* Exercise brief
Rewrite all the rows below with every "Query" changed to "Search", leaving everything else the same.

* Material shown
# # # # # # #
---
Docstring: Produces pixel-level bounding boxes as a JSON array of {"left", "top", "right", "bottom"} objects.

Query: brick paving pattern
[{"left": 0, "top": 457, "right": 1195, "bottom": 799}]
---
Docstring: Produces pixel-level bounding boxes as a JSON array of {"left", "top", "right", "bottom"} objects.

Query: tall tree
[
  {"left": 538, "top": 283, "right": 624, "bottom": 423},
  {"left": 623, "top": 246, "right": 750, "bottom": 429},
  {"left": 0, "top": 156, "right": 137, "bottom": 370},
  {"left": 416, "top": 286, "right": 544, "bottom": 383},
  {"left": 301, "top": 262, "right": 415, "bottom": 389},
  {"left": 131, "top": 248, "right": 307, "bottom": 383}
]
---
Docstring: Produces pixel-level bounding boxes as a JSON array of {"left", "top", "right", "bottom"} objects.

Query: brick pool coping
# # # # # # #
* Exercise response
---
Docstring: Produces pixel-level bounding boxes as a JSON array of {"left", "top", "right", "bottom"} objects.

Search: brick paving pattern
[{"left": 0, "top": 457, "right": 1195, "bottom": 799}]
---
Docstring: Produces pixel-level bounding boxes as a JSON array of {"left", "top", "right", "bottom"} objects.

Search: tall tree
[
  {"left": 538, "top": 283, "right": 624, "bottom": 423},
  {"left": 623, "top": 246, "right": 750, "bottom": 429},
  {"left": 0, "top": 156, "right": 137, "bottom": 370},
  {"left": 416, "top": 286, "right": 544, "bottom": 383},
  {"left": 301, "top": 262, "right": 415, "bottom": 389},
  {"left": 131, "top": 248, "right": 307, "bottom": 383}
]
---
Docstring: Produces pixel-level bounding boxes as a JSON array of {"left", "top", "right", "bottom"} objects.

Search: brick pool coping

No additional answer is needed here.